Document extract -
CMS MUST WITHDRAW ITS BURDENSOME PLAN TO SURVEY 340B HOSPITALS ON DRUG ACQUISITION COST DATA
WASHINGTON, D.C.— 340B Health urged the Centers for Medicare & Medicaid Services (CMS) to withdraw its plan to survey hospitals participating in the 340B drug pricing program on their drug acquisition costs, saying it is in violation of Medicare statute and would be too burdensome for 340B hospitals.
In public comments filed with CMS, 340B Health says the government’s plan to use the survey data to reduce what Medicare pays for outpatient drugs at 340B hospitals would “dramatically break with over two decades of Medicare payment policy” in a way that would undermine hospitals’ ability to treat patients living with low incomes. In 2018, CMS reduced Medicare Part B payments to most 340B hospitals by nearly 30 percent, and those cuts are still in effect today despite two federal court rulings that the reductions were unlawful. An appeal of those verdicts is pending.
The comment letter also notes CMS plans to collect cost data only from 340B hospitals. “CMS does not have the authority under the Medicare statute to conduct a survey of just 340B hospitals to determine drug acquisition costs,” the letter states.
Finally, CMS’s proposal to collect data from each provider-based department of a hospital would create a “massive burden” on hospitals without yielding useful data on where a drug is administered or establishing a meaningful relationship to acquisition costs. CMS proposes to ask 340B hospitals for data on more than 1,100 national drug codes, the letter notes. “For a given quarter, there easily can be hundreds of thousands of units of data hospitals would need to report to CMS,” it adds.

Extracted material -
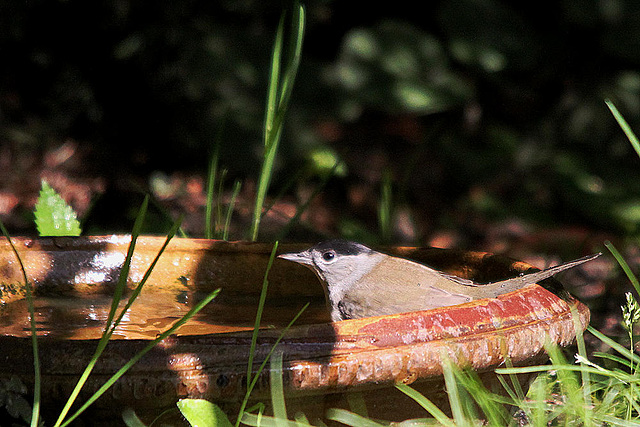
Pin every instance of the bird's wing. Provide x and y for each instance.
(390, 293)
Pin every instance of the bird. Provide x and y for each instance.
(361, 282)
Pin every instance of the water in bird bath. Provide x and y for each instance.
(84, 316)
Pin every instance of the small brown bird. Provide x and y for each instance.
(360, 282)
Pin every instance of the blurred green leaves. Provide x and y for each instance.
(53, 216)
(397, 68)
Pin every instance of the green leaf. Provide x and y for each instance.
(202, 413)
(54, 217)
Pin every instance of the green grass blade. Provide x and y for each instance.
(614, 345)
(53, 216)
(35, 413)
(211, 183)
(258, 319)
(227, 223)
(452, 389)
(277, 389)
(586, 378)
(357, 403)
(277, 102)
(385, 207)
(349, 418)
(624, 126)
(199, 306)
(625, 267)
(147, 273)
(264, 363)
(421, 400)
(117, 296)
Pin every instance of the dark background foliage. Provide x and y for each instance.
(487, 116)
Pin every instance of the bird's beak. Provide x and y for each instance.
(303, 257)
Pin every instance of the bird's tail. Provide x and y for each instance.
(492, 290)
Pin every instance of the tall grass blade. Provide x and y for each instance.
(117, 296)
(614, 345)
(278, 98)
(427, 404)
(209, 223)
(277, 390)
(385, 207)
(625, 267)
(264, 363)
(35, 413)
(199, 306)
(349, 418)
(624, 126)
(227, 223)
(258, 319)
(146, 275)
(586, 377)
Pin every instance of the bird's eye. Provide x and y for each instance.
(328, 256)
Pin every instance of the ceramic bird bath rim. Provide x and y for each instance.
(319, 356)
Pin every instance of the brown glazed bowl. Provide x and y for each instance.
(208, 356)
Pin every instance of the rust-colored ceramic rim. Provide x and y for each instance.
(319, 358)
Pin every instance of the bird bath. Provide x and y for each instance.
(207, 357)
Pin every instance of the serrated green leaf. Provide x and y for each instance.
(202, 413)
(53, 216)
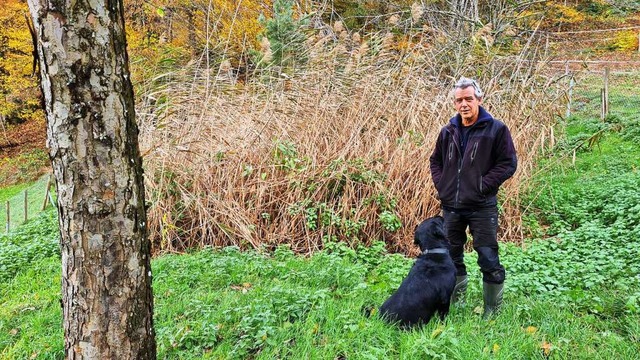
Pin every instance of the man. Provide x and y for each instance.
(474, 155)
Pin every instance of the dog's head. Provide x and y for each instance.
(429, 234)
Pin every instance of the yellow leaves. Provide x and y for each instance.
(546, 348)
(244, 288)
(495, 348)
(545, 345)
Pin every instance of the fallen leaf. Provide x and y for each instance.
(437, 331)
(546, 348)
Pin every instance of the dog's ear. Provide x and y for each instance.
(439, 230)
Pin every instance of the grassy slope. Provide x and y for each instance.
(574, 296)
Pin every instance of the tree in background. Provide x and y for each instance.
(92, 138)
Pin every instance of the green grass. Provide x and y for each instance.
(573, 292)
(15, 196)
(229, 304)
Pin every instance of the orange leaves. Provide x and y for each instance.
(545, 345)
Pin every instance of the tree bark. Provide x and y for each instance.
(92, 139)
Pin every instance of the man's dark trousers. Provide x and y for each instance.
(483, 225)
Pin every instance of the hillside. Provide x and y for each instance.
(322, 134)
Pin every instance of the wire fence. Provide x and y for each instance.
(603, 93)
(26, 205)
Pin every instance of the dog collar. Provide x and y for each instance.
(435, 251)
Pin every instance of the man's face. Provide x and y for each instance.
(467, 104)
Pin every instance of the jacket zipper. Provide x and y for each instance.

Exercise tasks -
(1) Translate this sentence from the article on the 340B survey plan into Spanish: "The comment letter also notes CMS plans to collect cost data only from 340B hospitals."
(2) From the article on the 340B survey plan, extract the passage starting with "In public comments" and going on through "verdicts is pending.".
The data above are separate material and have no connection to the article on the 340B survey plan.

Answers provided -
(1) La carta de comentarios también señala que los CMS planean recopilar datos de costos únicamente de los hospitales 340B.

(2)
In public comments filed with CMS, 340B Health says the government’s plan to use the survey data to reduce what Medicare pays for outpatient drugs at 340B hospitals would “dramatically break with over two decades of Medicare payment policy” in a way that would undermine hospitals’ ability to treat patients living with low incomes. In 2018, CMS reduced Medicare Part B payments to most 340B hospitals by nearly 30 percent, and those cuts are still in effect today despite two federal court rulings that the reductions were unlawful. An appeal of those verdicts is pending.